'''

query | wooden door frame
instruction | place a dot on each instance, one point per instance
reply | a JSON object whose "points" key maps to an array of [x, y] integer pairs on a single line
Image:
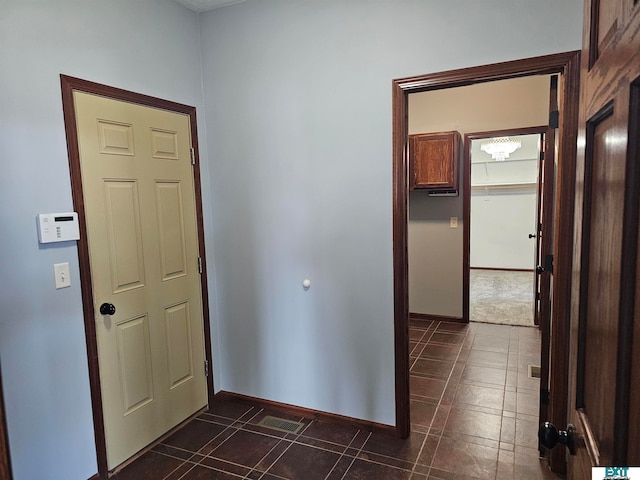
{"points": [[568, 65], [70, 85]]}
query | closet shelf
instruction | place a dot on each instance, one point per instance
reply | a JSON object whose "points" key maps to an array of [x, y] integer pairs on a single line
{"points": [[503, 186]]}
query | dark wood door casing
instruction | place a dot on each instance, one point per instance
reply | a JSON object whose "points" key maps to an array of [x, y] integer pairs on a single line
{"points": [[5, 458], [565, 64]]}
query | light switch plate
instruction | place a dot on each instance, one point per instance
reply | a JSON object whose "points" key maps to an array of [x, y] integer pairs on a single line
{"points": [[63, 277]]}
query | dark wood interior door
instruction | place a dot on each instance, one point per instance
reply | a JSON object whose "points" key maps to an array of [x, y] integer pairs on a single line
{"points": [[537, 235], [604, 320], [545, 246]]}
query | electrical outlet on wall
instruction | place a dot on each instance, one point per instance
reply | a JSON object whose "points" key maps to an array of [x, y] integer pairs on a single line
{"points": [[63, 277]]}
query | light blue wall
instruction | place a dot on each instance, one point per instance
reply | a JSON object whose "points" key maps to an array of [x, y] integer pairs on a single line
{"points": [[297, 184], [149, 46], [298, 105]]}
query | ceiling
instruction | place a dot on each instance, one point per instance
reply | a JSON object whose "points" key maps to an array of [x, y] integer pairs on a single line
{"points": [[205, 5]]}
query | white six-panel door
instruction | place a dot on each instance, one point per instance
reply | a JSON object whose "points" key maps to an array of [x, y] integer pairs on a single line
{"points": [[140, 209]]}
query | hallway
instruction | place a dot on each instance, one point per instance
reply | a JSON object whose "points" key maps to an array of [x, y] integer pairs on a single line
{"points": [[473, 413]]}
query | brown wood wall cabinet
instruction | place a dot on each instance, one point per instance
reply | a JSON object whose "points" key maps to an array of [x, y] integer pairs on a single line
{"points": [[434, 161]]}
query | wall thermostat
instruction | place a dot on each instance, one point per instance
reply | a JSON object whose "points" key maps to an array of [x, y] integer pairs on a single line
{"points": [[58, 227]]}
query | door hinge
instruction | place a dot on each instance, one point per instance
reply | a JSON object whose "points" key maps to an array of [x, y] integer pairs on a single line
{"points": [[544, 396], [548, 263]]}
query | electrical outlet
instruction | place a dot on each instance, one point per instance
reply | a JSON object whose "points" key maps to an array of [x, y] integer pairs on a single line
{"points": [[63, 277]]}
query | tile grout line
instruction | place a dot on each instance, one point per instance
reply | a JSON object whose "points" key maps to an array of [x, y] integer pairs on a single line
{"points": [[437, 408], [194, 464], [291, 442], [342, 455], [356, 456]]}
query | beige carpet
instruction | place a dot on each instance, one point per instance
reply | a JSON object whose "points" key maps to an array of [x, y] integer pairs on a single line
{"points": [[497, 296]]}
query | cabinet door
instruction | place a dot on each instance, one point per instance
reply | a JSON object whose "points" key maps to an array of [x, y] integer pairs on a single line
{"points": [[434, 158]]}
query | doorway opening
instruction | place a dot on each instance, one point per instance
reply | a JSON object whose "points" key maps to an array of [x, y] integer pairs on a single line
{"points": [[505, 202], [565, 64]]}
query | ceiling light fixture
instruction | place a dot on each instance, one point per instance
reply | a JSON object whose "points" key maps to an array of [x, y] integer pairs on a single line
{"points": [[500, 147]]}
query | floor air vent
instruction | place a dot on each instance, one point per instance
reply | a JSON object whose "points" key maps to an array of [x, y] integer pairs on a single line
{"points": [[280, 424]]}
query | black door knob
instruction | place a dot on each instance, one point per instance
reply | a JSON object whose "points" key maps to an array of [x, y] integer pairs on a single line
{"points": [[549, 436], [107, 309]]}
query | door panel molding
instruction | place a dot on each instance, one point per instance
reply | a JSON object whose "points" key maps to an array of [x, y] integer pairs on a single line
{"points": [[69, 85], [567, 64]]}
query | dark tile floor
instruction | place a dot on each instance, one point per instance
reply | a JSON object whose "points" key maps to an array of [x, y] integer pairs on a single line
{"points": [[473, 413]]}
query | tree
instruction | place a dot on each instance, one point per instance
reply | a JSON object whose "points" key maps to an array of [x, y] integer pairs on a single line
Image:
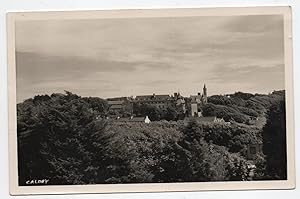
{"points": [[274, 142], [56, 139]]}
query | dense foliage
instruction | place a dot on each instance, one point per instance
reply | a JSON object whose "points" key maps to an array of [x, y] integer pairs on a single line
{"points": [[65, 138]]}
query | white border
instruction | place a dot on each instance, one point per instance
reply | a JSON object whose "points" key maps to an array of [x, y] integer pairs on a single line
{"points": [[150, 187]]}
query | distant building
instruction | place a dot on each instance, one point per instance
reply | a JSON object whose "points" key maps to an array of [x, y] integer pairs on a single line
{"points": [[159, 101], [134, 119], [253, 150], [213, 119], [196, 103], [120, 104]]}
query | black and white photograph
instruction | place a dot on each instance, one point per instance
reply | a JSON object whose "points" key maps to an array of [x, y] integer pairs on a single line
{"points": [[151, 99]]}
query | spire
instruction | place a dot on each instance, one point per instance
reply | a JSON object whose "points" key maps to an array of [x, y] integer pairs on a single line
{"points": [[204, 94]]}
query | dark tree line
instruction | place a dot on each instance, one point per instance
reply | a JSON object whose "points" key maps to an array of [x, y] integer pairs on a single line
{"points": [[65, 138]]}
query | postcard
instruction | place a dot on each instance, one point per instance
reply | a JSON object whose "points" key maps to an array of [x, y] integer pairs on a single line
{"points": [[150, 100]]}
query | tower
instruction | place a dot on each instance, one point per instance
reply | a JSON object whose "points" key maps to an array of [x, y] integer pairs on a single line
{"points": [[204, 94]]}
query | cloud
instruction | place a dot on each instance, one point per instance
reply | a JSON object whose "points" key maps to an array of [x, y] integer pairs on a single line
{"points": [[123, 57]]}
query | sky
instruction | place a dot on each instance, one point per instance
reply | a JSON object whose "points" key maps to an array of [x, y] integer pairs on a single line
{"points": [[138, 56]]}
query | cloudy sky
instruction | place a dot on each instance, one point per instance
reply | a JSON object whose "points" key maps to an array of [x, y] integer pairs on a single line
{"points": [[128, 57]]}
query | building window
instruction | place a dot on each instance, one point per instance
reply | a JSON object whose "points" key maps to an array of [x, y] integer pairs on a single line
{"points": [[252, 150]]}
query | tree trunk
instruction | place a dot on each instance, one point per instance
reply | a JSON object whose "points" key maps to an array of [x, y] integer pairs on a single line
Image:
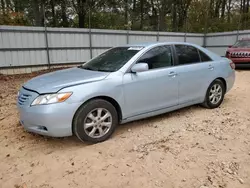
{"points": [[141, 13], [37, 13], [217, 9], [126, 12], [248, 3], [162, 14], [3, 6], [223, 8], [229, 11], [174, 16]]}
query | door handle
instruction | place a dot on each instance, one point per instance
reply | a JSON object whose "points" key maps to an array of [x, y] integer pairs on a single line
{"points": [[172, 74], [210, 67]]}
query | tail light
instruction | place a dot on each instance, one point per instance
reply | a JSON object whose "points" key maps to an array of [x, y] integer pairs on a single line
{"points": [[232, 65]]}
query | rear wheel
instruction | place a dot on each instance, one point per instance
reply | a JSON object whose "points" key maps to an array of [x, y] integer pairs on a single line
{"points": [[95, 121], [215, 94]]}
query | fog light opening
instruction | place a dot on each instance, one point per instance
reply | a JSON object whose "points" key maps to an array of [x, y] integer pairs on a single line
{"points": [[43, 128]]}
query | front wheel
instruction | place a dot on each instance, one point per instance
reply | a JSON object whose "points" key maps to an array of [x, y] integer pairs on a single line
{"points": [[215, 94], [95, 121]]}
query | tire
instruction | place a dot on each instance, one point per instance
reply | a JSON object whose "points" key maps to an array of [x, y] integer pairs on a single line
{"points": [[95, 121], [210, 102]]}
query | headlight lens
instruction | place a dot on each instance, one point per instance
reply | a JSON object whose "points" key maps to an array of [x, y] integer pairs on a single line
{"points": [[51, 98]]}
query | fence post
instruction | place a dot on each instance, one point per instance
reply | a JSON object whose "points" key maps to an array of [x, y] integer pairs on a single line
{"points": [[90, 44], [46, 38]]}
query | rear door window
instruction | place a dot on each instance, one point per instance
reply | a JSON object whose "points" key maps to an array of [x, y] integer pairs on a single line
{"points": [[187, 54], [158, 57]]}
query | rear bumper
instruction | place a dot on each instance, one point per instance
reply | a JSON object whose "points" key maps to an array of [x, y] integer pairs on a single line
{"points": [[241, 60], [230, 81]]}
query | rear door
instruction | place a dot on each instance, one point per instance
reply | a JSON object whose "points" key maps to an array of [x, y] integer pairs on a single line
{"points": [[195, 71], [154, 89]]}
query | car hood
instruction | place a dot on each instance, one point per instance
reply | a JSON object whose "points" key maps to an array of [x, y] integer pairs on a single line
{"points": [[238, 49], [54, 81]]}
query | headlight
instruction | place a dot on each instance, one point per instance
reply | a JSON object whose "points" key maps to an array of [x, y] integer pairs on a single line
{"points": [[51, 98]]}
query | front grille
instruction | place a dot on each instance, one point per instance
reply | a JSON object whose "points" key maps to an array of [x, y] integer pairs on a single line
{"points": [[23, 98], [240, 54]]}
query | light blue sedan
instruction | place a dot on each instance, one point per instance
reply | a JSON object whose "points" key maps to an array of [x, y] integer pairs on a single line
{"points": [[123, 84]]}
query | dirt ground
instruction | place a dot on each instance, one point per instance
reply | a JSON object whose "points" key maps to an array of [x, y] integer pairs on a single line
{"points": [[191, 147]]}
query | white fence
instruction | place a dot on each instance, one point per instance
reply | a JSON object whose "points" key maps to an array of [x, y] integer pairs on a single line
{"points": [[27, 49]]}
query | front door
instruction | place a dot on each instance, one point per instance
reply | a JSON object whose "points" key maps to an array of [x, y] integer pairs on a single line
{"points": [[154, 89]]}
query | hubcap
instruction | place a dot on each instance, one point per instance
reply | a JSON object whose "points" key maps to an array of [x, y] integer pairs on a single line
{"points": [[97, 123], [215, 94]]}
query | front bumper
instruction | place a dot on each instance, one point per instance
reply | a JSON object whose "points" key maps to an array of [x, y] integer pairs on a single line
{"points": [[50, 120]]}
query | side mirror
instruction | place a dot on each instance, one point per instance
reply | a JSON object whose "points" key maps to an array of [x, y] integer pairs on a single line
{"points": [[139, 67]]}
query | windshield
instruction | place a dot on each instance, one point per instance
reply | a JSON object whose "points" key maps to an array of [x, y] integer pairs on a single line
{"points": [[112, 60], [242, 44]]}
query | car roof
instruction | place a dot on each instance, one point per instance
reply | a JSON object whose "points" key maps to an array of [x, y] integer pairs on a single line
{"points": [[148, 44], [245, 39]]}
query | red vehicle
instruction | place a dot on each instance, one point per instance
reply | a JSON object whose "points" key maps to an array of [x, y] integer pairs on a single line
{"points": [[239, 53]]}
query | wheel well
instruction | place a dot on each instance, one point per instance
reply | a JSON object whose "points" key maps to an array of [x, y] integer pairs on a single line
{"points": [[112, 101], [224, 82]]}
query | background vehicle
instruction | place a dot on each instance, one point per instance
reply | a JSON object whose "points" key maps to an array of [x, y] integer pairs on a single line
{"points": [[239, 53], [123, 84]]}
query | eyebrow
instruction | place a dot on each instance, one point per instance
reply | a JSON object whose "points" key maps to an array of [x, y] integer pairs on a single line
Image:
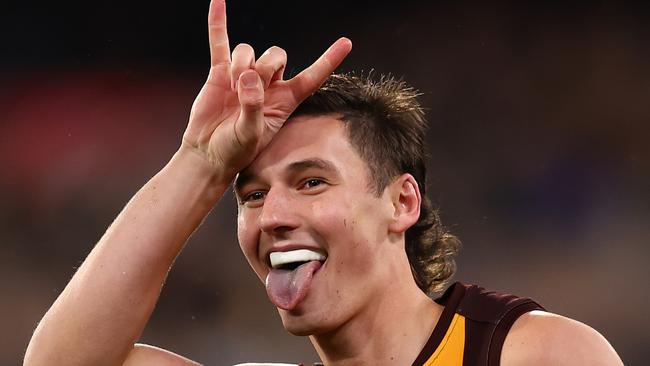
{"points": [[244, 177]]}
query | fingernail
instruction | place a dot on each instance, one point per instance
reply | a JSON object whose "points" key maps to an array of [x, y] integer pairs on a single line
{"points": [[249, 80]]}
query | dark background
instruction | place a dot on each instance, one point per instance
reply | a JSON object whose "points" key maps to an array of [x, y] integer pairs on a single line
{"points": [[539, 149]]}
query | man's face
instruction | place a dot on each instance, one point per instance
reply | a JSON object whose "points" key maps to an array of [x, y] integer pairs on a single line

'''

Without the pictures, write out the lines from the beginning of the entries through the line with "query | closet shelf".

query | wooden door frame
instruction | place a dot on each instance, one point per instance
reply | a JSON object whose "points" key maps to an array of [x, y] integer pairs on a single line
Image:
{"points": [[568, 65], [70, 85]]}
query | closet shelf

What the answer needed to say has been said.